What to do: List each line from the rows below that contains the string "folders".

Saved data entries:
====

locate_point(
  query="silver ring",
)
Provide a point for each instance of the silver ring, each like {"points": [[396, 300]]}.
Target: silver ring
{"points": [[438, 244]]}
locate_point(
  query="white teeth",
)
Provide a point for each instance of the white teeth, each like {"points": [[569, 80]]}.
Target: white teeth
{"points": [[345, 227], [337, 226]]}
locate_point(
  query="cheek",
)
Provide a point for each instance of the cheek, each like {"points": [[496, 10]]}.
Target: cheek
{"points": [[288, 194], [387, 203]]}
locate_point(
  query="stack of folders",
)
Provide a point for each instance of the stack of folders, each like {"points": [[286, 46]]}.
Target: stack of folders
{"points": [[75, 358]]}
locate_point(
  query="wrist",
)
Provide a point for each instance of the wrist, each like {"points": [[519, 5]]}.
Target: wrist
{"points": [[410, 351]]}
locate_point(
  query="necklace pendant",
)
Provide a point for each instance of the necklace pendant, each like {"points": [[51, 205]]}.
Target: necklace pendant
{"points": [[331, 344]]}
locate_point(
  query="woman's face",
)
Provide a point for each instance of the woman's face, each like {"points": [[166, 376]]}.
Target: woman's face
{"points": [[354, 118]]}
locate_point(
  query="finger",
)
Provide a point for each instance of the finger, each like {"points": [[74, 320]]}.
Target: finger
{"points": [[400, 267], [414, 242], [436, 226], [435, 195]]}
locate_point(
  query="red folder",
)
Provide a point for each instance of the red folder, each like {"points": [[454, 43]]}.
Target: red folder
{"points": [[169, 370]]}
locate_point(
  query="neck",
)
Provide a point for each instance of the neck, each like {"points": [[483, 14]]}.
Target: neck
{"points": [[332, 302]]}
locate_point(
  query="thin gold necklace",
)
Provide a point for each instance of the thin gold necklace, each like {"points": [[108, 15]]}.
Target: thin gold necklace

====

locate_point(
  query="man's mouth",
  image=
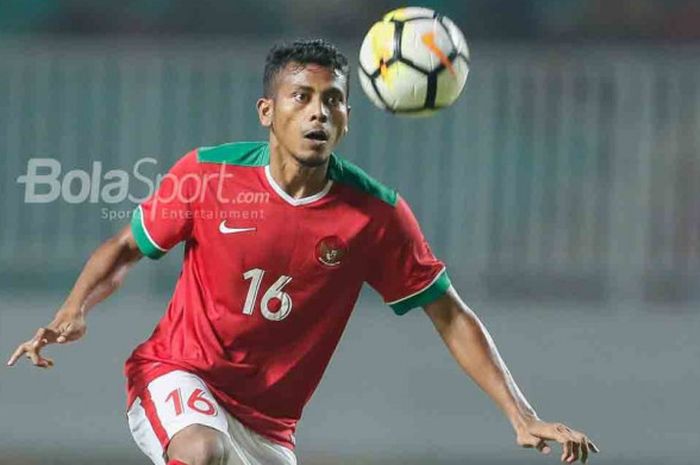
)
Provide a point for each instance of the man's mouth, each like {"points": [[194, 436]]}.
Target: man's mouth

====

Output for this exercise:
  query="stack of folders",
Provide a point for each instance of the stack of folders, each like {"points": [[286, 46]]}.
Target: stack of folders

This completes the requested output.